Extracted data entries
** START **

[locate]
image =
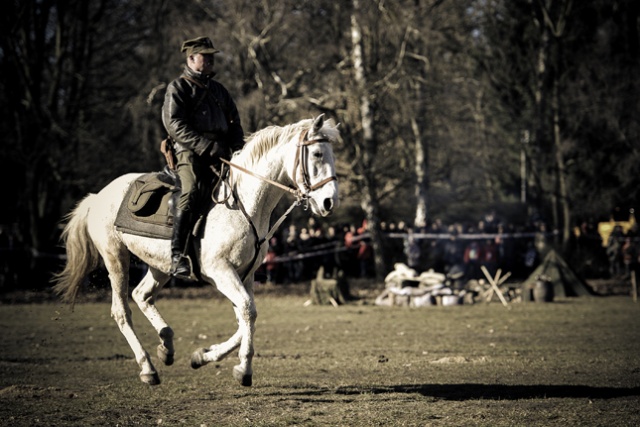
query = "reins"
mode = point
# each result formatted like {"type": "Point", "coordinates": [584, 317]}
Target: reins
{"type": "Point", "coordinates": [300, 153]}
{"type": "Point", "coordinates": [301, 163]}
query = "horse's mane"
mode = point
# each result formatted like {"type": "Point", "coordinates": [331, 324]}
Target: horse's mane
{"type": "Point", "coordinates": [262, 141]}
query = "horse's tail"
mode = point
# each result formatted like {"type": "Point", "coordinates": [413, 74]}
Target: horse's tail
{"type": "Point", "coordinates": [82, 254]}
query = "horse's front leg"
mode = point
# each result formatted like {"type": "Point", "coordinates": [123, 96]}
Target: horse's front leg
{"type": "Point", "coordinates": [145, 295]}
{"type": "Point", "coordinates": [241, 296]}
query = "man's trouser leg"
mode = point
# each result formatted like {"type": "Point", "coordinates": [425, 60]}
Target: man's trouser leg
{"type": "Point", "coordinates": [180, 262]}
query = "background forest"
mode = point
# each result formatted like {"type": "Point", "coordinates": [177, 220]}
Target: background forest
{"type": "Point", "coordinates": [448, 108]}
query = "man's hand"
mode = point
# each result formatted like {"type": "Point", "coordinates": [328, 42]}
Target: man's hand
{"type": "Point", "coordinates": [215, 150]}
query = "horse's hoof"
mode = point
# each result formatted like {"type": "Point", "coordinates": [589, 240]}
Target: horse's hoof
{"type": "Point", "coordinates": [197, 358]}
{"type": "Point", "coordinates": [244, 379]}
{"type": "Point", "coordinates": [165, 355]}
{"type": "Point", "coordinates": [151, 379]}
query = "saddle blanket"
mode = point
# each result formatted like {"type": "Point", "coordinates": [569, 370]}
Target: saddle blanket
{"type": "Point", "coordinates": [145, 209]}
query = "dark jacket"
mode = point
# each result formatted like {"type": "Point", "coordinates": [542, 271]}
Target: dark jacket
{"type": "Point", "coordinates": [198, 115]}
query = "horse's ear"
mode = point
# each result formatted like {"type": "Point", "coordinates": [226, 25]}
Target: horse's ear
{"type": "Point", "coordinates": [318, 123]}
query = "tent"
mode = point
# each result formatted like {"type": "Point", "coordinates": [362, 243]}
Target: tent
{"type": "Point", "coordinates": [566, 282]}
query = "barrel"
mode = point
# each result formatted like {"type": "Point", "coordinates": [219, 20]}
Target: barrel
{"type": "Point", "coordinates": [543, 291]}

** END **

**SET TASK:** Using the records above, retype everything exactly except the pictures.

**OUTPUT OF THE EXERCISE:**
[locate]
image =
query = "reins"
mode = point
# each result formatted like {"type": "Point", "coordinates": [584, 317]}
Target: reins
{"type": "Point", "coordinates": [300, 153]}
{"type": "Point", "coordinates": [301, 163]}
query = "horse's mane"
mode = point
# each result formatted like {"type": "Point", "coordinates": [331, 324]}
Target: horse's mane
{"type": "Point", "coordinates": [262, 141]}
query = "horse's tail"
mode = point
# each result formatted like {"type": "Point", "coordinates": [413, 74]}
Target: horse's tail
{"type": "Point", "coordinates": [82, 254]}
query = "horse's front leg"
mode = point
# each result formatted like {"type": "Point", "coordinates": [123, 96]}
Target: horse's front leg
{"type": "Point", "coordinates": [145, 295]}
{"type": "Point", "coordinates": [241, 296]}
query = "man's trouser leg"
mode = point
# each result formatted like {"type": "Point", "coordinates": [425, 60]}
Target: man's trouser leg
{"type": "Point", "coordinates": [180, 262]}
query = "background forest"
mode = point
# each result formatted like {"type": "Point", "coordinates": [177, 220]}
Target: background forest
{"type": "Point", "coordinates": [448, 108]}
query = "man's hand"
mode = point
# each result formatted like {"type": "Point", "coordinates": [328, 42]}
Target: man's hand
{"type": "Point", "coordinates": [215, 150]}
query = "horse's hoof"
mode = point
# each result formatted like {"type": "Point", "coordinates": [589, 240]}
Target: horse's hoof
{"type": "Point", "coordinates": [197, 358]}
{"type": "Point", "coordinates": [244, 379]}
{"type": "Point", "coordinates": [165, 355]}
{"type": "Point", "coordinates": [151, 379]}
query = "saddle blanket"
mode = point
# each result formatted like {"type": "Point", "coordinates": [569, 370]}
Target: saddle blanket
{"type": "Point", "coordinates": [145, 209]}
query = "dark jacket"
mode = point
# each result formatted like {"type": "Point", "coordinates": [542, 271]}
Target: dark jacket
{"type": "Point", "coordinates": [198, 115]}
query = "horse's ear"
mode = point
# each result formatted like {"type": "Point", "coordinates": [226, 25]}
Target: horse's ear
{"type": "Point", "coordinates": [318, 123]}
query = "tent"
mode = point
# each result formatted like {"type": "Point", "coordinates": [362, 243]}
Target: tent
{"type": "Point", "coordinates": [566, 282]}
query = "barrel"
mode = point
# each result formatted like {"type": "Point", "coordinates": [219, 20]}
Target: barrel
{"type": "Point", "coordinates": [543, 291]}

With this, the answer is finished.